* **Work required**:
Every entry below should be reproduced exactly; no picture is to be included.

Segment Start: Data

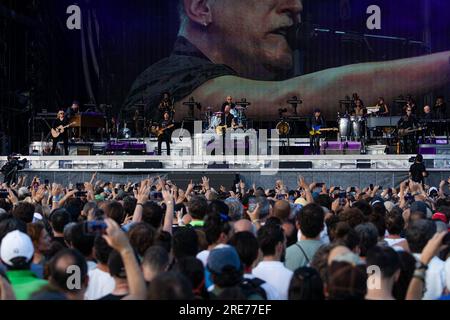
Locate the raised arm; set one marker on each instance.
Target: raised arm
(414, 75)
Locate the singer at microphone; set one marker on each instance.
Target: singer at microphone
(252, 57)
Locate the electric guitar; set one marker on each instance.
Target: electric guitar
(160, 132)
(405, 132)
(317, 130)
(56, 132)
(220, 129)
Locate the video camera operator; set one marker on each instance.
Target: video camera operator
(11, 168)
(418, 171)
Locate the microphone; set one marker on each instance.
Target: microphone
(300, 35)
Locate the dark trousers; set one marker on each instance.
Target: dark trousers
(315, 144)
(410, 144)
(167, 141)
(65, 139)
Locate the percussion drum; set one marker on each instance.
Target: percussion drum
(125, 133)
(344, 127)
(356, 124)
(215, 120)
(283, 128)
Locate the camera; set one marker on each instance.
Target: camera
(12, 167)
(95, 227)
(4, 194)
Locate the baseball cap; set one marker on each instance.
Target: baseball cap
(440, 216)
(14, 245)
(301, 201)
(220, 258)
(419, 206)
(23, 192)
(433, 192)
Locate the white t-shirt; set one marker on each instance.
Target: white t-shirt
(447, 273)
(434, 278)
(271, 292)
(203, 257)
(393, 242)
(275, 274)
(100, 284)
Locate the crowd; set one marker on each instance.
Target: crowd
(154, 240)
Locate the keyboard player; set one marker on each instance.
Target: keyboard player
(427, 121)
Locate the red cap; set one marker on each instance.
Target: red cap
(440, 216)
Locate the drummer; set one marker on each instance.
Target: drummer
(228, 102)
(360, 110)
(317, 121)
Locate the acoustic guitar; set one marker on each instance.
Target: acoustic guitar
(56, 132)
(317, 131)
(161, 131)
(405, 132)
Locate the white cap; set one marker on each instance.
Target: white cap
(16, 244)
(23, 191)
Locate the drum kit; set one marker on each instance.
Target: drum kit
(351, 127)
(214, 120)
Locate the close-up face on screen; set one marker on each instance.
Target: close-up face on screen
(232, 150)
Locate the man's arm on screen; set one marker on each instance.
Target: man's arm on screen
(324, 89)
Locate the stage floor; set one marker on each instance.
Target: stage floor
(337, 170)
(261, 163)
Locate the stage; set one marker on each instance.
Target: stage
(264, 170)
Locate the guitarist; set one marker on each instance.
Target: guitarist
(316, 122)
(61, 120)
(409, 122)
(165, 136)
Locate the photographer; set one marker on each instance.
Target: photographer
(11, 168)
(417, 171)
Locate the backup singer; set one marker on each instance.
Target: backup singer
(229, 102)
(61, 120)
(166, 105)
(409, 122)
(316, 122)
(165, 133)
(383, 107)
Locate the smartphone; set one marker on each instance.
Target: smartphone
(80, 186)
(252, 204)
(95, 227)
(80, 194)
(4, 194)
(446, 240)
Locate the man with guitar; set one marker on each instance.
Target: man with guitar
(408, 126)
(164, 132)
(59, 132)
(316, 122)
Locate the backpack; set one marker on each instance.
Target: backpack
(252, 289)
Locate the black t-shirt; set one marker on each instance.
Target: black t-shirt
(58, 122)
(232, 106)
(417, 170)
(180, 74)
(317, 122)
(441, 111)
(408, 122)
(112, 297)
(165, 124)
(227, 119)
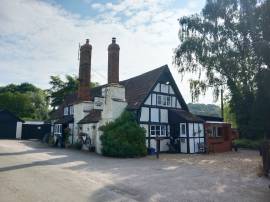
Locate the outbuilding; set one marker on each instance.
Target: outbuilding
(10, 125)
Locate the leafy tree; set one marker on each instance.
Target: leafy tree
(123, 137)
(217, 45)
(61, 88)
(261, 118)
(229, 115)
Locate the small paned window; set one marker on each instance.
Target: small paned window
(164, 100)
(183, 129)
(65, 111)
(71, 110)
(215, 132)
(158, 130)
(57, 128)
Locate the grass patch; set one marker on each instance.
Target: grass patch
(248, 143)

Segment End: Data

* **Solution for this exercise**:
Locate the raised arm; set one marker on each instance.
Target: raised arm
(414, 75)
Locate the singer at microphone; set one marker on each instance.
Target: singer at microphone
(252, 57)
Locate the electric guitar; set one marker on each instance.
Target: electric guitar
(160, 132)
(405, 132)
(317, 130)
(56, 132)
(220, 129)
Locate the video camera operator; set one marker on each instance.
Target: video camera operator
(11, 168)
(418, 171)
Locate the microphone; set one marker on each instance.
Target: microphone
(300, 35)
Locate the dark trousers; set one marker on each instance.
Target: dark trousers
(315, 144)
(410, 144)
(167, 141)
(65, 139)
Locate the percussion drum; set one marker on each instance.
Target: percussion drum
(125, 133)
(344, 127)
(356, 124)
(215, 120)
(283, 128)
Locate the camera; set one marker on each instance.
Target: camera
(12, 167)
(95, 227)
(4, 194)
Locate the baseball cap; set one marker on each instance.
Target: baseball cap
(440, 216)
(14, 245)
(301, 201)
(220, 258)
(419, 206)
(23, 192)
(433, 192)
Locate the white t-shirt; set one marker on each instance.
Target: white t-shirt
(447, 273)
(434, 278)
(271, 292)
(203, 257)
(393, 242)
(275, 274)
(100, 284)
Locate the crowd; set one marker on each instance.
Target: crowd
(154, 240)
Locate the keyboard player; set one marker on each instance.
Target: keyboard player
(427, 121)
Locate the red cap; set one marker on each instance.
Target: red cap
(440, 216)
Locate the drummer; set one marker on each instance.
Target: drummer
(228, 102)
(360, 110)
(317, 121)
Locate the acoustic guitar; set one marker on each instance.
Target: acoustic guitar
(56, 132)
(317, 131)
(161, 131)
(405, 132)
Locate the white cap; set one marker on each instance.
Target: white cap
(16, 244)
(23, 191)
Locate the drum kit; set one marker on each instance.
Target: drum kit
(351, 127)
(214, 120)
Locate the close-up face on screen; set one marker on each instance.
Target: close-up face on screen
(232, 150)
Locate the man's arm on screen; set one marker on each instance.
Target: man's arm on screen
(324, 89)
Locate the stage floor; set one marker on each instance.
Target: stage floor
(337, 170)
(261, 163)
Locate the stage; set one marker on each instance.
Target: stage
(264, 170)
Locate the guitarist; set one marker on each instance.
Target: guitarist
(316, 122)
(61, 120)
(409, 122)
(165, 136)
Locate the photographer; set one marker on each instance.
Target: photographer
(11, 168)
(417, 171)
Locate the backup singer; set one marker on each instance.
Target: backup singer
(229, 102)
(61, 120)
(166, 105)
(409, 122)
(316, 122)
(165, 133)
(383, 107)
Locate the smartphone; set one marker on each instance.
Target: smartphone
(80, 186)
(252, 204)
(95, 227)
(80, 194)
(4, 194)
(446, 240)
Locate the man with guitar; set one marker on each instance.
Target: man with guitar
(408, 126)
(164, 132)
(59, 132)
(316, 122)
Locate the backpack; set one marker on each instance.
Target: backpack
(252, 289)
Locate the black t-shirt; set one marker on each instance.
Target: black t-shirt
(58, 122)
(232, 106)
(417, 170)
(180, 74)
(317, 122)
(441, 111)
(408, 122)
(112, 297)
(165, 124)
(227, 119)
Locate the outbuilding; set one marker on each instance.
Target: outbuilding
(10, 125)
Locate the leafy tree; set one marker on each instance.
Target: leafy tree
(123, 137)
(217, 45)
(61, 88)
(261, 118)
(229, 115)
Locate the small paned window; set one marker on each instance.
Target: small paned window
(164, 100)
(183, 129)
(65, 111)
(71, 110)
(215, 132)
(158, 130)
(57, 128)
Locate the grass patch; set one marker on each instance.
Target: grass patch
(248, 143)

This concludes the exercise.